## TASK
Can you write out the part of the piece on lactose in beer that starts with "For the most" and goes on through "bumping into lactose.", word for word?

--- QUOTED PASSAGE ---

A person who can consume dairy without side effects uses an enzyme called lactase to break down lactose, the sugar found in most dairy products.
My body produces almost zero lactase.
For the most part, the solution to this problem is just to avoid dairy. Other times, I knowingly consume dairy with the aid of a chewable pill that provides a short-term dose of the lactase enzyme my body lacks.
Of course, the key word there is “knowingly.” To prepare for lactose, I need to know I’m consuming it.
For food, it’s not too hard to figure out – grocery products are clearly labeled, and a quick question to a server clears up most ambiguities while dining out.
For beer, it’s another thing entirely. Brewers are now adding lactose sugars to every type of beer, from traditional styles like milk stouts to less common varieties like kettle sours and IPAs.
At a recent beer festival, I couldn’t take two steps without bumping into lactose.
Recently – and not for the first time—I consumed lactose in a beer where I never would have expected to find it (a session IPA). More importantly, the label gave no indication whatsoever that lactose was a significant ingredient. I discovered it only after feeling some discomfort and looking up details on the brewery’s web site.
But the real problem comes when these beers aren’t labeled. You want to create a Marshmallow Popsicle Cinnamon Toast Crunch Sour Stout? Go for it – just let me know what’s actually in that thing, and it’s on me to decide whether I want to put it in my body or (much more likely) stay far far away.
What’s in my beer?
This latest situation got me thinking about the significance of the issue. For me, the worst that can happen is a daylong stomachache.
But what about people with more severe allergies to ingredients like milk, wheat, and nuts, all of which find their way into beer more and more often? If we’re going to demand that brewers date code their beers (and we should), why not call for labeling potentially dangerous ingredients as well? And yes, I know alcohol is a dangerous ingredient.
So, with all of that lead up, what do brewers actually have to put on their labels?

--- PROVIDED DATA ---

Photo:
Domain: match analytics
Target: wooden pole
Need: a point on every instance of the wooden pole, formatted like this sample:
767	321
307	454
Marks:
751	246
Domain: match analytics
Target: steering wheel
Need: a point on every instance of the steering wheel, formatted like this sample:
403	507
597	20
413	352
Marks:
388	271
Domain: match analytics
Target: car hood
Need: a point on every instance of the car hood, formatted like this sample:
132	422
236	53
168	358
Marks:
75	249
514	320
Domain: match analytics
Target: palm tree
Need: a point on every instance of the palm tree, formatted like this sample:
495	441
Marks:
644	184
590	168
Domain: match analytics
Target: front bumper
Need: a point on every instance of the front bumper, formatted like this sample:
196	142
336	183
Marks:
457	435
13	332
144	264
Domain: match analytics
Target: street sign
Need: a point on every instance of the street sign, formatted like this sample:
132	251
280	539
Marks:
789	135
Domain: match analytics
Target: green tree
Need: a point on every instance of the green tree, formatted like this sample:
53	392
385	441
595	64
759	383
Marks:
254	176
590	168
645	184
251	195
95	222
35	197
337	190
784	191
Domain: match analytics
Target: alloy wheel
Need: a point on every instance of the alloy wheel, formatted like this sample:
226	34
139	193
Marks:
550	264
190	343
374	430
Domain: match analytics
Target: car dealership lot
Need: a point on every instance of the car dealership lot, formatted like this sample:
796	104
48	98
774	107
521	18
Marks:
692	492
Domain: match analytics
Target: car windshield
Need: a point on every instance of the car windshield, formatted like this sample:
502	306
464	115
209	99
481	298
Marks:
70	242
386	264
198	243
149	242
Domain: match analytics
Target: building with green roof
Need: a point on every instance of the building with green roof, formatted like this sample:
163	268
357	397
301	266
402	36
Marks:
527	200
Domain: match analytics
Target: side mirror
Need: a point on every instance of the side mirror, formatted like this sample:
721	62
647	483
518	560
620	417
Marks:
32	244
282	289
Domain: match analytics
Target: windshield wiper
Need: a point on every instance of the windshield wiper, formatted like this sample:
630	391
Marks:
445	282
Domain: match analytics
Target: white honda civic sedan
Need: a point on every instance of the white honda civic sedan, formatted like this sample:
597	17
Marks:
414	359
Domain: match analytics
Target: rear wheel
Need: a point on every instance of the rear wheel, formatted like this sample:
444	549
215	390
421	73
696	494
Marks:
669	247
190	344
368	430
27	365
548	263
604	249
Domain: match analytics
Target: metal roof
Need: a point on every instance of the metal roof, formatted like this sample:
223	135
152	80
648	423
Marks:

---

## WRITTEN REPLY
For the most part, the solution to this problem is just to avoid dairy. Other times, I knowingly consume dairy with the aid of a chewable pill that provides a short-term dose of the lactase enzyme my body lacks.
Of course, the key word there is “knowingly.” To prepare for lactose, I need to know I’m consuming it.
For food, it’s not too hard to figure out – grocery products are clearly labeled, and a quick question to a server clears up most ambiguities while dining out.
For beer, it’s another thing entirely. Brewers are now adding lactose sugars to every type of beer, from traditional styles like milk stouts to less common varieties like kettle sours and IPAs.
At a recent beer festival, I couldn’t take two steps without bumping into lactose.